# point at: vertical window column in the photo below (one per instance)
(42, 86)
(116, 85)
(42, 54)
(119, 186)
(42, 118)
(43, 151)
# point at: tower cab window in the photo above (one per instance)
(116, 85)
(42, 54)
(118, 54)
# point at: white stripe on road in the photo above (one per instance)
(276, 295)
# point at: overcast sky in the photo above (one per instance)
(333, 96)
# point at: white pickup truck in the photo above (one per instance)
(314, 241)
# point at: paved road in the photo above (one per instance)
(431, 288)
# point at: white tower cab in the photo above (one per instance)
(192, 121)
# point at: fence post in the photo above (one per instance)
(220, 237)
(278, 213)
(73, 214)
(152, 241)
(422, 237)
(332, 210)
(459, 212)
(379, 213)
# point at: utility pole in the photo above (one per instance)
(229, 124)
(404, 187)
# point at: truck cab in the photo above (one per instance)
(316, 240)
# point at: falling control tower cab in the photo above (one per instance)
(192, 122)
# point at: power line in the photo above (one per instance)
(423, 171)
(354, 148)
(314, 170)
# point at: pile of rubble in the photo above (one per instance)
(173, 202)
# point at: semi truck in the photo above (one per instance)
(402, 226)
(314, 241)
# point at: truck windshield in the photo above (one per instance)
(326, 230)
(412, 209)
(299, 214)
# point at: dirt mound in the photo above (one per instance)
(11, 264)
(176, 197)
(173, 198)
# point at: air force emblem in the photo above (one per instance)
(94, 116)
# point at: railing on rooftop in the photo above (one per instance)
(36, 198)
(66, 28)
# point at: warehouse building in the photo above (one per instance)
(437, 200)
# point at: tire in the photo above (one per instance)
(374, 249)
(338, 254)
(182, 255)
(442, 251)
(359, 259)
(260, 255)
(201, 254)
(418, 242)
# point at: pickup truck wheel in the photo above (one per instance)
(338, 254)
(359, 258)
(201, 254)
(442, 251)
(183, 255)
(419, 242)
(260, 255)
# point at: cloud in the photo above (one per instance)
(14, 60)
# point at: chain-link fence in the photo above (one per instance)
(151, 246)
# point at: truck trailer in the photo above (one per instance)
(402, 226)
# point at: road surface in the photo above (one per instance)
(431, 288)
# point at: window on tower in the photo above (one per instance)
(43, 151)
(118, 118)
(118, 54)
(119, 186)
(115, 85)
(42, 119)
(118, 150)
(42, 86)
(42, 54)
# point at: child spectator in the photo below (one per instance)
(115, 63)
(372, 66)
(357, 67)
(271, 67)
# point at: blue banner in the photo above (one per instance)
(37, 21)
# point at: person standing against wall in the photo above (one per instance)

■ ■ ■ ■ ■

- [GOAL]: Recast the entire listing above as a numbered list with one item per line, omitting any blank lines.

- [SOLUTION FOR THIS EXERCISE]:
1. # point at: vertical window column in the photo below (one per instance)
2. (42, 86)
3. (116, 85)
4. (42, 54)
5. (119, 186)
6. (42, 118)
7. (43, 151)
8. # point at: tower cab window in the photo above (one per instance)
9. (116, 85)
10. (42, 54)
11. (118, 54)
12. # point at: white stripe on road in the photo above (one per instance)
13. (276, 295)
14. # point at: overcast sky in the photo above (one per instance)
15. (333, 96)
16. # point at: white pickup truck in the photo above (one per instance)
17. (314, 241)
18. # point at: paved road in the photo above (one per instance)
19. (431, 288)
20. # point at: white tower cab in the photo above (one per instance)
21. (192, 121)
22. # point at: fence post in the photo above (one per instance)
23. (220, 237)
24. (278, 213)
25. (73, 214)
26. (152, 241)
27. (422, 237)
28. (332, 210)
29. (459, 212)
30. (379, 213)
31. # point at: utility pole in the photo above (one per instance)
32. (229, 124)
33. (404, 187)
34. # point at: truck cab in the photo above (one per instance)
35. (316, 240)
36. # point at: falling control tower cab in the photo above (one per instance)
37. (192, 122)
38. # point at: power line in the photo above (one per instance)
39. (423, 171)
40. (354, 148)
41. (314, 170)
42. # point at: pile of rubble in the photo above (one per instance)
43. (173, 202)
44. # point at: semi truck in the photo above (one per instance)
45. (402, 226)
46. (314, 241)
47. # point at: truck windshield in the photo above (one per instance)
48. (326, 230)
49. (412, 209)
50. (299, 214)
51. # point at: dirt mound in the photo above (one per instance)
52. (11, 264)
53. (176, 197)
54. (173, 198)
55. # point at: air force emblem in the photo above (one per instance)
56. (94, 116)
57. # point at: railing on rooftop in the photo above (one per instance)
58. (36, 198)
59. (66, 28)
60. # point at: warehouse building in the photo above (one per instance)
61. (437, 200)
62. # point at: tire in the photo above (one per instance)
63. (374, 249)
64. (338, 254)
65. (182, 255)
66. (442, 251)
67. (359, 259)
68. (260, 255)
69. (201, 254)
70. (418, 242)
71. # point at: pickup truck wheel in the photo above (one per instance)
72. (338, 254)
73. (359, 258)
74. (201, 254)
75. (442, 251)
76. (183, 255)
77. (419, 242)
78. (260, 255)
79. # point at: cloud in the photo above (one per instance)
80. (14, 60)
81. # point at: chain-link fence in the photo above (one per instance)
82. (151, 246)
83. # point at: truck trailer in the photo above (one per instance)
84. (402, 226)
85. # point at: road surface in the photo above (one per instance)
86. (431, 288)
87. # point at: window on tower in the photo above (one per instance)
88. (43, 151)
89. (118, 118)
90. (118, 54)
91. (119, 186)
92. (115, 85)
93. (42, 119)
94. (118, 150)
95. (42, 86)
96. (42, 54)
97. # point at: child spectator in the photo below (one per instance)
98. (115, 63)
99. (372, 66)
100. (357, 67)
101. (271, 67)
102. # point at: blue banner in the photo above (one per instance)
103. (37, 21)
104. # point at: person standing against wall in the photo above (one per instance)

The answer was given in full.